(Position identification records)
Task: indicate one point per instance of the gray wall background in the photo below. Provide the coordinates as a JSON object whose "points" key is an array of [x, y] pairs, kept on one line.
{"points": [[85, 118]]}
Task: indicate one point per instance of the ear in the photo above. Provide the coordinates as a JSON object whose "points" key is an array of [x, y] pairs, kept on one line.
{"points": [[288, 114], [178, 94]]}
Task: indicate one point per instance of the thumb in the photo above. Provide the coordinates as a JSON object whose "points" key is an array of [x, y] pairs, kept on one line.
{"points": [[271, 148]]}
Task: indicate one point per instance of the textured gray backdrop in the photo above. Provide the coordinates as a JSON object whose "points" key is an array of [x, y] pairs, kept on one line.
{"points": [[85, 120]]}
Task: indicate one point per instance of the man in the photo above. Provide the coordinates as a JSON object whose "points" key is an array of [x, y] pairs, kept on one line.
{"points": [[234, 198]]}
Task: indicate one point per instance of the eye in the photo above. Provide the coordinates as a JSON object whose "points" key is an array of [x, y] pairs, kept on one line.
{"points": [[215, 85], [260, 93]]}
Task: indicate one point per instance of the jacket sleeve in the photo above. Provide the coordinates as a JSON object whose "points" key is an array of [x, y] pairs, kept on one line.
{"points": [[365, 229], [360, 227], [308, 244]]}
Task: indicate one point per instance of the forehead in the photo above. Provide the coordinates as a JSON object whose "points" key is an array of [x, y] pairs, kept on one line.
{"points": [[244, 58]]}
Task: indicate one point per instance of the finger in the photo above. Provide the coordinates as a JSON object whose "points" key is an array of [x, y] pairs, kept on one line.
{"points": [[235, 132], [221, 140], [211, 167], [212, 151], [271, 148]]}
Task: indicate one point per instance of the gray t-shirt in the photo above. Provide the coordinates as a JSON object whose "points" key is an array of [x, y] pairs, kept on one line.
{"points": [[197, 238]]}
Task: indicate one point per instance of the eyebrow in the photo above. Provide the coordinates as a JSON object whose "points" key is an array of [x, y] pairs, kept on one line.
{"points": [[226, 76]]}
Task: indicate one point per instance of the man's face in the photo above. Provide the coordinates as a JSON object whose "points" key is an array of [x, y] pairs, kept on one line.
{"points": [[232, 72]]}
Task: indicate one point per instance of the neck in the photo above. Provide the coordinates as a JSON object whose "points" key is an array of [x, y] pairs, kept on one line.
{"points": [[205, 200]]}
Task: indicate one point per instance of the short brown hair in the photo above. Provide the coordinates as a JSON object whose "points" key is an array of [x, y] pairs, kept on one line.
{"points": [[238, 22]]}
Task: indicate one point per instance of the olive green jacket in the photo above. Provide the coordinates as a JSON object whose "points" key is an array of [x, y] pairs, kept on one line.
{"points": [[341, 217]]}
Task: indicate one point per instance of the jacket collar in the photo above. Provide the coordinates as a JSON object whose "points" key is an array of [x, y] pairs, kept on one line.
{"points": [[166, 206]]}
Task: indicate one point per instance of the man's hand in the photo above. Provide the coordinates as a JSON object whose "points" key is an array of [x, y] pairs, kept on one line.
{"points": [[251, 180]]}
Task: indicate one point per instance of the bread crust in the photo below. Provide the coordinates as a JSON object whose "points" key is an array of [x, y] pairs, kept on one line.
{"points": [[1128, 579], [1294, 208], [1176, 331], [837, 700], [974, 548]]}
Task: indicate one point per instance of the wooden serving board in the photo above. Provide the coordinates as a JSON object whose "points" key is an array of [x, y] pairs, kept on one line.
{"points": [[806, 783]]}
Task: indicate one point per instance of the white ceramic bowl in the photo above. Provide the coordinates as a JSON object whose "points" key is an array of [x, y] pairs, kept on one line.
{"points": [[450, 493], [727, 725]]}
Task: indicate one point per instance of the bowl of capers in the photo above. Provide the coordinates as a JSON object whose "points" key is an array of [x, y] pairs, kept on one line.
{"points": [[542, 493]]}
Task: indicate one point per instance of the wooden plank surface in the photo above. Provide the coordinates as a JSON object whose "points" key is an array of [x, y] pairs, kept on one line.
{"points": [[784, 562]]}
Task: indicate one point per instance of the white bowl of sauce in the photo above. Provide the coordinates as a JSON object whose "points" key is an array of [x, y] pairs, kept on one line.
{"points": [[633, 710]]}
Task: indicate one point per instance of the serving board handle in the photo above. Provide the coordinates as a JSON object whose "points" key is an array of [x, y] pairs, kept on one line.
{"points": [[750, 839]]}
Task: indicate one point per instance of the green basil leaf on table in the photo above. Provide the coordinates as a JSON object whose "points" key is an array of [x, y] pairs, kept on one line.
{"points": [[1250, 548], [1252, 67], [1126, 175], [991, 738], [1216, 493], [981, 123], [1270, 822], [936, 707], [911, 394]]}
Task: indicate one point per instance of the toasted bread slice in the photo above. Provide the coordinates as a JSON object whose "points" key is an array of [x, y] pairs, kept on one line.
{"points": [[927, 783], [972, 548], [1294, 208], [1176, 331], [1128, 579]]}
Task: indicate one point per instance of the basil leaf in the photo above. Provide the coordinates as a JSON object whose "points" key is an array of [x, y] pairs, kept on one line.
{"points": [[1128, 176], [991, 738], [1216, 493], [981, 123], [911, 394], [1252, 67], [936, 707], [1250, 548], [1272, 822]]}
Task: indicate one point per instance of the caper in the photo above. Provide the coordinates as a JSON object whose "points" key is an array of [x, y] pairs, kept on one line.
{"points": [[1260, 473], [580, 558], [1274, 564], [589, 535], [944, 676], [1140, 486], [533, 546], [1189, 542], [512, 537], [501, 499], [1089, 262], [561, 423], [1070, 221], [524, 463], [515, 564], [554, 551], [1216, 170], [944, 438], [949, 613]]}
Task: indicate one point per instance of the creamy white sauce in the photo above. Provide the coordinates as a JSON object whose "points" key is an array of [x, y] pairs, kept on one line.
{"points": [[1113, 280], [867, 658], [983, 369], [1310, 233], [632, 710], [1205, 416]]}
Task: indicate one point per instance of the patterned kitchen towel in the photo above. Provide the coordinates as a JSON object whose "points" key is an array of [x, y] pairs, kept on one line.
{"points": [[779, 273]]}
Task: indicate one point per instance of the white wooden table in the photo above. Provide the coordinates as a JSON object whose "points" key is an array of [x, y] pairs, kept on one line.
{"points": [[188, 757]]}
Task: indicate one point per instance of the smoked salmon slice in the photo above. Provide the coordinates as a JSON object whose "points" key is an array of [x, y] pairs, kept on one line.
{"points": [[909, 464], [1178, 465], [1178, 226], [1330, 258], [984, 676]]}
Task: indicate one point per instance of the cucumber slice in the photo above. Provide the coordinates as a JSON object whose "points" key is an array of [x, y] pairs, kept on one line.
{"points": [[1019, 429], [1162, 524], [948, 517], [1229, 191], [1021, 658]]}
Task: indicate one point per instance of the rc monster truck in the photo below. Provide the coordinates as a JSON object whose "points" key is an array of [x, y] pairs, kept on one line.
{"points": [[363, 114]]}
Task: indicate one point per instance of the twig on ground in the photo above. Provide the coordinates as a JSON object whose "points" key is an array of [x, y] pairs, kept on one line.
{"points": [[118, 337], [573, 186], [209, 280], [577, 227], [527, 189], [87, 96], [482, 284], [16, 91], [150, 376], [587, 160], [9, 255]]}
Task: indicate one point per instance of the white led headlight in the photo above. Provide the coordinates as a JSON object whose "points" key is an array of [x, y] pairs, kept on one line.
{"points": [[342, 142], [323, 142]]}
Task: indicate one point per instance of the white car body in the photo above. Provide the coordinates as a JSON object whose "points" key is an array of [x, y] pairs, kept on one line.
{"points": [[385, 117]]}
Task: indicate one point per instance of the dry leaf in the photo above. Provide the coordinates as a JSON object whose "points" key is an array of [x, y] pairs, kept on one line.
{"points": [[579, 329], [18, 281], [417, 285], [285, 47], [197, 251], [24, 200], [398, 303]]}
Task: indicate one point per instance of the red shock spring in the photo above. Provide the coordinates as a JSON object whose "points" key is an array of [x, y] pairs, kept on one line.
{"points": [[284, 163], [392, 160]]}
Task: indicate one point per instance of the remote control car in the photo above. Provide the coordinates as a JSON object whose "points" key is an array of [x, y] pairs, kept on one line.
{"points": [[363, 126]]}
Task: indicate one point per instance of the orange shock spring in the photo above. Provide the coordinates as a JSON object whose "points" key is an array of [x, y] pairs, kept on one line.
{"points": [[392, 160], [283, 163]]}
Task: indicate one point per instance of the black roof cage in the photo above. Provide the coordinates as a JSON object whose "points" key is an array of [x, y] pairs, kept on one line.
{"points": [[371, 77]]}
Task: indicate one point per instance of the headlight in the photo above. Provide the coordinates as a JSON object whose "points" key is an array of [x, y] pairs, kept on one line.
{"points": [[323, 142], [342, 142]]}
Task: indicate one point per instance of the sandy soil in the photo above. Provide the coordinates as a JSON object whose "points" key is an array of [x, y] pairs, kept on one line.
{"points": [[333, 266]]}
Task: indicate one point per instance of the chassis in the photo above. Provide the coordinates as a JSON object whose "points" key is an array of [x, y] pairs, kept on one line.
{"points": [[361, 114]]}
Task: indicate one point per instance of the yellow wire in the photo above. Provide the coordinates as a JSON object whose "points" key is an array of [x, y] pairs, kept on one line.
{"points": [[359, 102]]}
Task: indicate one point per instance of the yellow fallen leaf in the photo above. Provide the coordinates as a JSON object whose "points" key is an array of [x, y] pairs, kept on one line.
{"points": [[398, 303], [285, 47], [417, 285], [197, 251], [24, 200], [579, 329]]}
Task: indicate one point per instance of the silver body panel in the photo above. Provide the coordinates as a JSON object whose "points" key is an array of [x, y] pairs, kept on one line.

*THE TASK*. Beginning at the line that holds "Task: indicate one point per instance of the sandy", reproduce each line of the records above down to and including the last one.

*FULL RESPONSE*.
Task: indicate one point per instance of the sandy soil in the photo above. Provide the coordinates as a JSON object whose "points" key is an array of [x, y] pairs, kept on one line.
{"points": [[333, 266]]}
Task: indicate one point per instance of the chassis in the photo above. Provide the coordinates as a JSON object whose "points" key is an array of [x, y] pairs, kept on one line.
{"points": [[361, 114]]}
Task: indicate one point per instance of the yellow wire in the photo above. Provide the coordinates as a JSON object whose "points" key is an array of [x, y] pairs, kept on one line.
{"points": [[359, 102]]}
Task: indicate one point per instance of the yellow fallen leaf in the photo above. Provide the coordinates as a JSON object whose "points" key is an array of [x, y] pairs, kept on one line.
{"points": [[398, 303], [285, 47], [417, 285], [197, 251], [24, 200], [579, 329]]}
Task: indicate one point per instance of the silver body panel in the photo above. Provide the coordinates as a JSON object whose "points" key is an array of [x, y] pairs, kept on one line.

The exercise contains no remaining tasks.